*** DOCUMENT SECTION ***

Governor Eric Holcomb swung by Shoup’s Country Foods, Inc. for lunch and a tour of the local company Thursday afternoon in Frankfort. The hour-long stop at Shoup’s was a continuation of the Governors tour of “Indiana Grown” businesses. Indiana Grown is a statewide branding initiative created by the Indiana State Department of Agriculture.
“I have been wanting to obviously get out and about,” Holcomb said. “We have been kind of pinned down in the Statehouse for months on end, and I have had on my list to go to an Indiana Grown business. We knew that we were going to make our way up to Lafayette today. Subaru has a groundbreaking. So, this was close. I said, ‘We have to get there.’
“I know the family story and how the business has kind of evolved and been involved with throughout the years, but had never been here in person,” Holcomb added. “So, it was just a perfect pit stop and a delightful lunch.”
Holcomb and several of his staffers were treated to lunch and desert inside Shoup’s conference room before hearing a presentation about the company from co-owner Amy Shoup Mennen. The group then went on a tour of the facilities at Shoup’s Country Foods.
“Oh, it doesn’t get any better than that,” Holcomb said after the lunch and tour. “Like I said, it’s a little bit of heaven on earth. It is so inspiring to meet families that innovate and evolve their way through, of course the good times, but also the tough times, whether it is 2008, 2009 or this last four months – to see how they navigated those shallow waters and adapted. And then when the good times come back in and come back online, then they are stronger than ever. So, it was just kind of an inspirational lunch today. It moves the spirit and soul.”
Mennen said that her family at Shoup’s learned about the Governors wish to visit about a week ago.
“They contacted us and said that they hadn’t been doing a lot of touring because of COVID(-19), but they are just trying to get out and visit some small business, especially Indiana Grown businesses to see how we are doing in all the crisis and chaos that is going on right now,” Mennen said. “We run into him a lot at the Indiana State Fair. He is a really great supporter of Indiana Pork, and we are highly involved with the pork association down at the state fair. We do about 24,000 pork burgers down there, and we do several thousand pounds of pulled pork barbecue. He eats at the pork tent, so he is a little bit familiar with our company, but we were surprised that he would take the time to visit. We are a small company, and he is on his way to Subaru, which is a big employer in the state. So, it is really nice that he would come here and take the time to visit small business too.

*** End of DOCUMENT SECTION ***
*** EXTRACTED MATERIAL ***

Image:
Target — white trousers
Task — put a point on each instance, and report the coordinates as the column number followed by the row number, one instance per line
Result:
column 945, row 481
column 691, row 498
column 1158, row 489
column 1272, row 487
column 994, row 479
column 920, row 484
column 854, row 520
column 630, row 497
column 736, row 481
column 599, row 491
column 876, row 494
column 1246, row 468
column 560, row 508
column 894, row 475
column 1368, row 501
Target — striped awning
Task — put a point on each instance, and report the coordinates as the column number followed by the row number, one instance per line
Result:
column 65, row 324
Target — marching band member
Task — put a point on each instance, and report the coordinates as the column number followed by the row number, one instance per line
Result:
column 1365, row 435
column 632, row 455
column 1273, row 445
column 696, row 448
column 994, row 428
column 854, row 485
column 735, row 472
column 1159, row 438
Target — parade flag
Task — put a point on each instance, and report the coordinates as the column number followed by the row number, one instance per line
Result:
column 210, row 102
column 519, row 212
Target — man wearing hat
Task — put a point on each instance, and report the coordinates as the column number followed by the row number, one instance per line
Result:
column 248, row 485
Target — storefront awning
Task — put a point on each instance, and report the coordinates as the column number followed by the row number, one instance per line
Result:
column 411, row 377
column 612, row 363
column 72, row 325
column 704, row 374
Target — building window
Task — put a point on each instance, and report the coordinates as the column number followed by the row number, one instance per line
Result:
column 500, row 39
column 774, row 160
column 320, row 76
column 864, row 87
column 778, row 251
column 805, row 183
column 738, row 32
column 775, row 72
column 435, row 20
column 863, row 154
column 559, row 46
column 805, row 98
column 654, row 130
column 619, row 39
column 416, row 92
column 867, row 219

*** End of EXTRACTED MATERIAL ***

TASKS FOR THIS EXERCISE
[1] Answer these from the article about the governor's visit to Shoup's Country Foods:
(a) Which state agency created Indiana Grown?
(b) Who gave the presentation about the company?
(c) About how many pork burgers does the company make at the Indiana State Fair?
[2] Carry the article about the governor's visit to Shoup's Country Foods forward from its last sentence.
You can do the tasks without the listing.

TASK-BY-TASK ANSWERS
[1]
(a) The Indiana State Department of Agriculture
(b) Co-owner Amy Shoup Mennen
(c) About 24,000

[2]
“Small business and family business make the world turn in Indiana, and there are a lot of them,” Mennen added. “It is just really wonderful that a dignitary or a public official would take the time out of their busy schedule to come and visit us and see not only our successes but the things that we are struggling with, that we need help with.”
Holcomb’s lunch in Frankfort came a day after he announced a statewide face covering mandate that will go into effect Monday. On Thursday, he said that he plans to “hold at (Phase) 4.5 until the numbers start to tick back down.”
“We are moving in the wrong direction in a couple key categories, and I want small businesses, family businesses or large businesses throughout the state not to have to shut down again,” Holcomb said. “When we started looking at other states and their trends – where they were three or four weeks ago – we were kind of on that flight path. So, we have said that we have got to continue to keep social distancing and, when you can’t, to keep your mask on.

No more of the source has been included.